● SOURCE:
.....
RecoCert Files, Events, %Comp
Columns 12-14 display information about the RecoCert
files produced from the merged data in columns 8-11. Each
merged file of a given dataset is checked to see if it has a descendant
with a file name of the form
"cert_mergedfilename.root". The parentage count of
each merged file which has such a descendant are totaled to arrive at
the file count in column 12. The event counts of the descendant
files are totaled to arrive at the event count in column
13. Column 14 is the percentage by event count of raw
data which have entries in RecoCert files.
Delta Files, Events
Columns 15-20 contain the number of missing files
and events for unmerged, merged, and RecoCert data in that
order. Note there is no additional consistency information
in these nummbers. They are simply differences caclulated from
the preceeding columns.
.....
● RAW RECORDS:

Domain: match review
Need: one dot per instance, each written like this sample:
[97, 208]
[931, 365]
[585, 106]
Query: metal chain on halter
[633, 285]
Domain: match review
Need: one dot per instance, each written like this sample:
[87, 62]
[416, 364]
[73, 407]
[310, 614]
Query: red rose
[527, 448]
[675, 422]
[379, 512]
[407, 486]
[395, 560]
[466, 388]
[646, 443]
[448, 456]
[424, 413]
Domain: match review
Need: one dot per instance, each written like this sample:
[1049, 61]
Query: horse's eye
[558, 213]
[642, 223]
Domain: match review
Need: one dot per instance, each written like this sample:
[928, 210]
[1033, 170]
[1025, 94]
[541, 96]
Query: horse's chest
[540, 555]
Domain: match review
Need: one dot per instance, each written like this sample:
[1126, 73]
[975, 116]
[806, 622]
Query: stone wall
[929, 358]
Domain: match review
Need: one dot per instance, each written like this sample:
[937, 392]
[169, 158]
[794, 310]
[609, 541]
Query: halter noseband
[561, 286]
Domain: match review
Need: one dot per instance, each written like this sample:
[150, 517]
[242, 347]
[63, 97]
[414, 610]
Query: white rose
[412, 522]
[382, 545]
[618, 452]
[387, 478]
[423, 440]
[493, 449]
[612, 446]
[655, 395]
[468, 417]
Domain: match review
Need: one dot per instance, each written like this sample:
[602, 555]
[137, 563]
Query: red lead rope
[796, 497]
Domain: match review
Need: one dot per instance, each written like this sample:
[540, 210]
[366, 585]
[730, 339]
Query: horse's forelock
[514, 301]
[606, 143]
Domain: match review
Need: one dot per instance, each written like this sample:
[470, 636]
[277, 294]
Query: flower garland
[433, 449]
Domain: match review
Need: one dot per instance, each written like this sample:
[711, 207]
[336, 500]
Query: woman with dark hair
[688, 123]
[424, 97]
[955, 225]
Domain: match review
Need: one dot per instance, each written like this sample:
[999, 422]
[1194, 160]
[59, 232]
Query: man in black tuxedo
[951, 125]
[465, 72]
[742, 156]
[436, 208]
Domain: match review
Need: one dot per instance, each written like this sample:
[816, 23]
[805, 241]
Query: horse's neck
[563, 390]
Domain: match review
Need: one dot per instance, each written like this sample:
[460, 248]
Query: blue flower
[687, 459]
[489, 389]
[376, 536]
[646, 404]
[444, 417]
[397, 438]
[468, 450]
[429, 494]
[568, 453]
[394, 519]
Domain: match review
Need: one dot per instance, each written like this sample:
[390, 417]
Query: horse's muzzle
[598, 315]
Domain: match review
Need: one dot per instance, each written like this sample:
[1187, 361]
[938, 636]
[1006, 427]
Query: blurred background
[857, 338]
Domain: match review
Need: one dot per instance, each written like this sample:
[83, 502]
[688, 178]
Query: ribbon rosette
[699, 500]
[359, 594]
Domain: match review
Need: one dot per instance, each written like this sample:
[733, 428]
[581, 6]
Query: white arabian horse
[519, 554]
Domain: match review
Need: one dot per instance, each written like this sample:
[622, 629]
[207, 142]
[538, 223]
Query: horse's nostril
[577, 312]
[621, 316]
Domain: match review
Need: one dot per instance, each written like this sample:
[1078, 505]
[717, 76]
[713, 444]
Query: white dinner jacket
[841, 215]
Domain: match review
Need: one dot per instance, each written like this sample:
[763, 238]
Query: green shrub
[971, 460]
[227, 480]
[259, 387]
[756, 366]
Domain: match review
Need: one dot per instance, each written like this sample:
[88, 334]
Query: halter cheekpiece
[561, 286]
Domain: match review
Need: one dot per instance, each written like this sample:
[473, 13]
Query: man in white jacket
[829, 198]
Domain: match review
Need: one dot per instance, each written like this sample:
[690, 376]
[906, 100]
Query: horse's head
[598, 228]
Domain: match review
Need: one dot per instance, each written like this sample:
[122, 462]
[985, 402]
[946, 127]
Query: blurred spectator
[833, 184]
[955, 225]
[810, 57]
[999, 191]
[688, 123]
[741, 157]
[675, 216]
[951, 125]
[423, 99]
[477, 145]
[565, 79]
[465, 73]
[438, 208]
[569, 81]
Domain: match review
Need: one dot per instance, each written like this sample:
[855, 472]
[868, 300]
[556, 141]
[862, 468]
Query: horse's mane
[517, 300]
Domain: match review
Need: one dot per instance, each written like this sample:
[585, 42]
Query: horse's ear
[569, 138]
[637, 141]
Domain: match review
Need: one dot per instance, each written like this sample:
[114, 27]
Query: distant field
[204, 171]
.....
● STATED PROBLEM 1:
Retype part of the text about RecoCert files, starting at the words "RecoCert Files, Events, %Comp" and ending after "in RecoCert files.".
● STATED PROBLEM 2:
Extend the text about RecoCert files by writing what would come after its last sentence.
The rows were gathered from a different source than the text about RecoCert files.

● EXERCISE ANSWER 1:
RecoCert Files, Events, %Comp
Columns 12-14 display information about the RecoCert
files produced from the merged data in columns 8-11. Each
merged file of a given dataset is checked to see if it has a descendant
with a file name of the form
"cert_mergedfilename.root". The parentage count of
each merged file which has such a descendant are totaled to arrive at
the file count in column 12. The event counts of the descendant
files are totaled to arrive at the event count in column
13. Column 14 is the percentage by event count of raw
data which have entries in RecoCert files.

● EXERCISE ANSWER 2:
Status
Column 21 contains the completion status of the
dataset. The completion status is determined by comparing the
raw, unmerged, and merged file counts. The RecoCert counts
are not considered in setting the status. The
possible values of the status are:
COMPLETE
= No further processing to
do. All raw files in the dataset were successfully
processed and merged and the merged files stored in SAM.
FINISHED
= No further processing to
do. Some raw files failed reconstruction and cannot be recovered.
ACTIVE
= Processing still in
progress or not yet started.
RECHECK
= Status to be rechecked at
the next audit update.
The status of "FINISHED" cannot be unequivocally
determined from the file counts. If a dataset is merged before
all files have been reconstructed then it may be incorreclty flagged as
"FINISHED". "FINISHED" datasets will be periodically
reviewd to ensure their status is correct.